JOB:
Revise the material below, replacing each "integer pixel coordinates" with "whole-number pixel values" and changing nothing else.

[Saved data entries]
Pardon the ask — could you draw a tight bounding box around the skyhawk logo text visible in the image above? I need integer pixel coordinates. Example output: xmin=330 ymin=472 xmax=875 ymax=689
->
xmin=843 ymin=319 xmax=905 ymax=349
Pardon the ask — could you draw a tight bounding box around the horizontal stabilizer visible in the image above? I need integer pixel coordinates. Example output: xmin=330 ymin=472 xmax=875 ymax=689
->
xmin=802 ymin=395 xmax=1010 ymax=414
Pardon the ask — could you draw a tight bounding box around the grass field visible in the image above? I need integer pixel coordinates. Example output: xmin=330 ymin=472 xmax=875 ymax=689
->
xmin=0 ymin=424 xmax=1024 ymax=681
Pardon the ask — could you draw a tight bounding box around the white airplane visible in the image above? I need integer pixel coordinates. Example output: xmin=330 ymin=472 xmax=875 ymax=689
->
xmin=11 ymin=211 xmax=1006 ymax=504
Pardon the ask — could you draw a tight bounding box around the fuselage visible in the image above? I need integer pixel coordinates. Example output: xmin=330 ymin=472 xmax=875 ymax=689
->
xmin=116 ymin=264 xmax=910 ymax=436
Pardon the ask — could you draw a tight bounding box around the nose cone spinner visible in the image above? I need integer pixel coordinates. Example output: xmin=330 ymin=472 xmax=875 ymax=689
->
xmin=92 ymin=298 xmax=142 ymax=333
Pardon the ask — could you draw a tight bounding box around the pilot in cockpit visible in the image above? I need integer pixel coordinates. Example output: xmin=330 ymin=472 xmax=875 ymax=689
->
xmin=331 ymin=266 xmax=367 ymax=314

FULL OUTPUT:
Pardon the ask — could you draw a tight bounding box around the skyhawk logo text visible in the image above? I need whole-number pixel values. Example output: xmin=330 ymin=472 xmax=875 ymax=689
->
xmin=843 ymin=319 xmax=905 ymax=349
Pardon the ask — could you draw a tight bounding box around the horizontal stabilizer visible in the image above? I need whole-number pixel values. Example output: xmin=330 ymin=472 xmax=875 ymax=689
->
xmin=802 ymin=395 xmax=1010 ymax=414
Pardon the ask — could you draw a tight bounding box around the grass field visible in the image above? I need whole-number pixel values. Example output: xmin=330 ymin=472 xmax=875 ymax=689
->
xmin=0 ymin=424 xmax=1024 ymax=681
Pardon the ask — could you draw a tight bounding box around the white airplane visible in the image above? I need whole-number pixel values. Example output: xmin=330 ymin=472 xmax=875 ymax=689
->
xmin=11 ymin=211 xmax=1006 ymax=504
Pardon the ask — could you draw a tight bounding box around the fuselage visible in the image above? I need whole-number pixel values. Example output: xmin=330 ymin=472 xmax=875 ymax=689
->
xmin=116 ymin=264 xmax=910 ymax=436
Pardon the ask — could you draw a tight bounding box around the nose cone spinner visible in the image above? I need whole-number pixel values. Example output: xmin=330 ymin=472 xmax=875 ymax=689
->
xmin=92 ymin=298 xmax=142 ymax=333
Pardon the ask — could you draw a tight bounding box around the pilot in cockpit visible in the image above? I need whole-number pixel values. Example output: xmin=330 ymin=472 xmax=875 ymax=689
->
xmin=331 ymin=266 xmax=367 ymax=314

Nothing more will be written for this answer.